Memoji is an Apple version of Snapchat’s Bitmoji and Samsung’s AR Emoji. Screen Time is basically a mash-up of Google’s Family Link and Android Dashboard. Measure is a copy of Google’s own AR measuring app (incidentally, also called Measure). Skype and Hangouts have been doing group video calls for years. Siri Shortcuts is easily the most original of the group, and even that’s basically a version of Alexa Skills and Google Actions mixed with a little Workflow and IFTTT.
Again, that’s not to say any of these are bad features or even unwelcome ones, and I’ll be the first to admit that they’re all sorely needed on Apple products. (OK, maybe not Memoji.) But even with the new stuff here, Apple hasn’t added much more than a coat of pixels. Apple’s design team has done a great job of making the new features look fresh and new, but when you strip away the prettiness, iOS 12 and macOS Mojave might be the most unoriginal OSes Apple has ever released. Heck, even watchOS 5’s premier feature, Walkie-Talkie, was done on Nextel phones back before the iPhone even existed.
Beautiful pixels
Of course, little of this will matter to iOS users. Just like Android fans have Apple to thank for Nougat’s notifications, Oreo’s badges, and P’s gesture-based navigation, the two biggest mobile platforms liberally borrow ideas from each other to fill out their annual updates. Once millions of people download iOS 12 to their iPhones in September, it won’t matter which company did what first. All that will matter is how it works.
When bundled notifications make our lock screens tidier and Memojis start showing up in our Message conversations, it’ll all feel like Apple did it first. For millions of users, the features in iOS 12 will feel plenty new, and once we get our hands on Screen Time and Measure, Apple’s ease of use and optimization will make them feel like they were born on the iPhone. Even just looking at the static pictures on Apple’s website, bundled notifications and Memojis look better than they do on the Google Pixel 2, and really, that’s all that matters.
But I can’t help but question whether Apple is giving us features we’ll actually use, particularly in iOS 12. Screen Time in iOS 12 argubly looks nicer than Dashboard in Android P and it’s surely an important feature, but will it be as useful as it is on an Android phone without user accounts? FaceTime might support more more people than Hangouts or Skype, but do we really need to talk to 32 people at once? And will we ever trust our iPhones to accurately measure things any better than a Pixel phone? Even as an iterative release, iOS 12 seems more reactionary than revolutionary, and I’m not sure whether Apple has done enough to make its marquee features essential to the core experience.

----

What to work on
A) List every Apple operating system release named in the article on Apple's new features.
B) Return the stretch from "Memoji is an" through "Workflow and IFTTT." of the article on Apple's new features, copied word for word.

----

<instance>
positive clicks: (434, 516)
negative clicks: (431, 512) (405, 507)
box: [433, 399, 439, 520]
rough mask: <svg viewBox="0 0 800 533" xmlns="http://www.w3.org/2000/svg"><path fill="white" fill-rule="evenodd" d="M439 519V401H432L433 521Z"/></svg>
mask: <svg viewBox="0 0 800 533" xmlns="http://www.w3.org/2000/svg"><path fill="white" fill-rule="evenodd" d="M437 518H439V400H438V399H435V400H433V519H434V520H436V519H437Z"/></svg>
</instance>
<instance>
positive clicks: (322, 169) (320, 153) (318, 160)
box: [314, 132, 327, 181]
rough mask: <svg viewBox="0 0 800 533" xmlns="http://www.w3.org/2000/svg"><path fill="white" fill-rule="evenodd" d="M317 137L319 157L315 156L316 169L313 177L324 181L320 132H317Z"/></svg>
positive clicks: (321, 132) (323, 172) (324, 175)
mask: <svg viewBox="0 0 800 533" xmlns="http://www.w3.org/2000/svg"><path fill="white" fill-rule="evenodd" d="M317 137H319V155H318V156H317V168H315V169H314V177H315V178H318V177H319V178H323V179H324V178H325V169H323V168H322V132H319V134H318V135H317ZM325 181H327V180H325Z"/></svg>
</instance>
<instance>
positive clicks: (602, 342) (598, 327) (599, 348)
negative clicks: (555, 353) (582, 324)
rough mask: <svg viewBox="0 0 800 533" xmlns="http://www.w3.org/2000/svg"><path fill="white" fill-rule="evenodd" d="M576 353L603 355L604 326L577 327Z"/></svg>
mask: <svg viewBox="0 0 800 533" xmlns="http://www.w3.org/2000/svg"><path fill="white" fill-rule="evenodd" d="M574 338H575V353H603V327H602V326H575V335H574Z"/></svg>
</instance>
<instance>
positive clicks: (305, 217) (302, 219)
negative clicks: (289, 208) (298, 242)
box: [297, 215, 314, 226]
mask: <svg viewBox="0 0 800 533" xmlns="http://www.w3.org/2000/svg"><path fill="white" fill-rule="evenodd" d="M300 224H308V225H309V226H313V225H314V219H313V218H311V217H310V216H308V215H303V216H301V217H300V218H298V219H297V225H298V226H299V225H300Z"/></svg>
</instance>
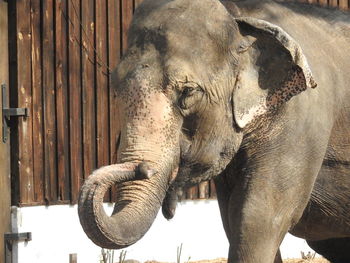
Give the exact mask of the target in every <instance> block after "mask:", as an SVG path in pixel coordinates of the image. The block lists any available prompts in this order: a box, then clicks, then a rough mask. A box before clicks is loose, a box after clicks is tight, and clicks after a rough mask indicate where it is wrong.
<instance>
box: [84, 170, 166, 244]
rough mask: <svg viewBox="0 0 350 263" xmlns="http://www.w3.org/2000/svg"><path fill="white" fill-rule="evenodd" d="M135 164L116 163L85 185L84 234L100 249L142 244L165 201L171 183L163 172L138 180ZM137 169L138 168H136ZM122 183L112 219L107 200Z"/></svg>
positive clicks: (84, 206)
mask: <svg viewBox="0 0 350 263" xmlns="http://www.w3.org/2000/svg"><path fill="white" fill-rule="evenodd" d="M135 169H136V165H135V164H128V163H126V164H115V165H110V166H106V167H102V168H100V169H98V170H97V171H95V172H94V173H93V174H92V175H91V176H90V177H89V178H88V179H87V180H86V181H85V183H84V185H83V187H82V189H81V191H80V198H79V205H78V211H79V218H80V222H81V225H82V226H83V229H84V231H85V232H86V234H87V235H88V236H89V238H90V239H91V240H92V241H93V242H94V243H95V244H96V245H98V246H100V247H104V248H110V249H120V248H124V247H127V246H129V245H132V244H133V243H135V242H136V241H138V240H139V239H140V238H141V237H142V236H143V235H144V234H145V233H146V232H147V230H148V229H149V228H150V226H151V225H152V223H153V221H154V219H155V217H156V215H157V213H158V210H159V209H160V206H161V204H162V200H163V199H164V196H165V193H166V189H167V180H166V179H164V178H166V176H162V175H161V174H159V173H156V174H154V175H153V176H152V177H151V178H150V179H143V180H137V179H136V175H135ZM136 170H137V169H136ZM116 183H117V184H118V190H117V201H116V204H115V206H114V210H113V213H112V215H111V216H108V215H107V214H106V212H105V211H104V208H103V197H104V195H105V193H106V191H107V190H108V189H109V187H111V186H112V185H114V184H116Z"/></svg>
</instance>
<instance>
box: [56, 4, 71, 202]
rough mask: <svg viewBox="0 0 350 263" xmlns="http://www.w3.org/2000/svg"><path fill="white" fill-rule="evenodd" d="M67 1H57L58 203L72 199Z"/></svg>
mask: <svg viewBox="0 0 350 263" xmlns="http://www.w3.org/2000/svg"><path fill="white" fill-rule="evenodd" d="M66 16H67V1H66V0H56V1H55V40H56V41H55V43H56V47H55V55H56V59H55V71H56V112H57V175H58V201H61V202H62V201H65V202H67V201H69V199H70V189H69V186H70V181H69V179H70V177H69V173H70V171H69V141H68V139H69V129H68V123H69V118H68V83H67V74H68V72H67V20H66Z"/></svg>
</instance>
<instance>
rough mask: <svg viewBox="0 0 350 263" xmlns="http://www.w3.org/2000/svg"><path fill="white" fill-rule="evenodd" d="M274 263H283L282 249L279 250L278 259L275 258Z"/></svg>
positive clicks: (278, 252) (277, 258) (273, 262)
mask: <svg viewBox="0 0 350 263" xmlns="http://www.w3.org/2000/svg"><path fill="white" fill-rule="evenodd" d="M273 263H283V261H282V257H281V250H280V249H278V251H277V254H276V257H275V261H274V262H273Z"/></svg>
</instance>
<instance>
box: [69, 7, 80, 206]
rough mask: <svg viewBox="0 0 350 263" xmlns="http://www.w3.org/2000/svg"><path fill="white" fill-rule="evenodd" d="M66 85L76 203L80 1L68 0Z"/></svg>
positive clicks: (78, 180)
mask: <svg viewBox="0 0 350 263" xmlns="http://www.w3.org/2000/svg"><path fill="white" fill-rule="evenodd" d="M68 17H69V26H68V37H69V44H68V65H69V67H68V70H69V74H68V79H69V80H68V85H69V92H68V94H69V132H70V137H69V139H70V142H69V143H70V167H71V172H72V174H71V202H72V203H76V202H77V199H78V192H79V187H80V185H81V183H82V181H83V180H82V179H83V163H82V146H83V145H82V128H81V127H82V120H81V118H82V110H81V108H82V107H81V63H80V1H79V0H68Z"/></svg>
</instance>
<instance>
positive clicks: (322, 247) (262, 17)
mask: <svg viewBox="0 0 350 263" xmlns="http://www.w3.org/2000/svg"><path fill="white" fill-rule="evenodd" d="M226 6H227V9H225V7H224V6H223V5H222V4H221V3H220V2H219V1H217V0H191V1H189V0H144V2H143V3H142V4H141V5H140V7H139V8H138V9H137V10H136V12H135V16H134V20H133V23H132V26H131V29H130V32H129V35H128V41H129V43H128V51H127V52H126V54H125V56H124V57H123V60H122V61H121V64H120V65H119V67H118V69H117V71H116V73H115V74H114V75H113V78H115V80H114V82H113V83H114V84H113V85H114V86H115V87H116V94H117V97H118V100H119V102H118V107H119V112H120V120H121V127H122V131H121V140H120V149H119V153H118V157H119V162H121V163H120V164H116V165H112V166H107V167H104V168H101V169H99V170H97V171H96V172H95V173H94V174H93V175H92V176H91V177H89V179H88V180H87V181H86V183H85V184H84V186H83V188H82V191H81V196H80V202H79V215H80V220H81V223H82V225H83V228H84V230H85V231H86V232H87V234H88V236H89V237H90V238H91V239H92V240H93V241H94V242H95V243H96V244H98V245H100V246H103V247H108V248H122V247H125V246H128V245H130V244H132V243H134V242H136V241H137V240H138V239H139V238H141V237H142V236H143V235H144V233H145V232H146V231H147V229H148V228H149V227H150V225H151V224H152V222H153V220H154V218H155V216H156V214H157V211H158V210H159V208H160V206H161V205H163V207H162V212H163V214H164V216H165V217H166V218H168V219H169V218H172V217H173V216H174V213H175V208H176V202H177V194H176V192H177V191H178V190H179V189H181V188H182V187H187V186H190V185H191V184H196V183H199V182H201V181H203V180H208V179H211V178H214V177H215V184H216V188H217V195H218V202H219V207H220V212H221V217H222V221H223V225H224V229H225V232H226V235H227V238H228V240H229V243H230V249H229V260H228V262H230V263H231V262H232V263H272V262H274V260H275V263H277V262H278V263H280V262H281V258H280V254H279V249H278V247H279V245H280V243H281V242H282V240H283V237H284V236H285V234H286V233H287V232H288V231H289V232H291V233H293V234H294V235H296V236H299V237H302V238H305V239H307V240H308V242H309V243H310V245H312V247H314V248H315V249H316V250H317V251H318V252H319V253H321V254H322V255H324V256H325V257H327V258H329V259H331V261H332V263H343V262H350V252H349V251H350V247H349V245H348V244H349V240H350V217H349V213H350V211H349V205H348V204H349V200H350V177H349V176H348V175H349V174H350V170H349V163H350V159H349V156H350V147H349V145H350V143H349V138H350V128H349V127H350V118H349V116H350V112H349V109H350V99H349V98H350V89H349V85H348V84H349V83H350V74H348V72H347V71H346V70H347V69H349V68H350V64H349V63H350V58H349V54H350V45H349V43H350V36H349V34H348V33H347V32H349V28H350V16H349V15H348V14H344V13H340V12H336V11H334V10H329V9H322V8H319V7H307V6H306V5H304V4H301V3H289V2H288V3H287V2H286V3H284V2H280V1H270V0H261V1H256V0H242V1H230V4H228V5H226ZM306 7H307V8H306ZM228 11H229V12H231V14H229V13H228ZM316 86H317V87H316ZM115 183H117V188H118V192H117V200H116V205H115V209H114V212H113V215H112V216H111V217H109V216H107V215H106V214H105V212H104V210H103V208H102V200H103V195H104V193H105V191H107V189H108V187H109V186H112V185H113V184H115ZM339 248H341V249H342V251H340V249H339ZM344 248H345V249H344ZM347 248H349V249H347ZM340 254H341V256H340ZM337 255H338V256H337Z"/></svg>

----

Written answers
A) iOS 12, macOS Mojave, watchOS 5

B)
Memoji is an Apple version of Snapchat’s Bitmoji and Samsung’s AR Emoji. Screen Time is basically a mash-up of Google’s Family Link and Android Dashboard. Measure is a copy of Google’s own AR measuring app (incidentally, also called Measure). Skype and Hangouts have been doing group video calls for years. Siri Shortcuts is easily the most original of the group, and even that’s basically a version of Alexa Skills and Google Actions mixed with a little Workflow and IFTTT.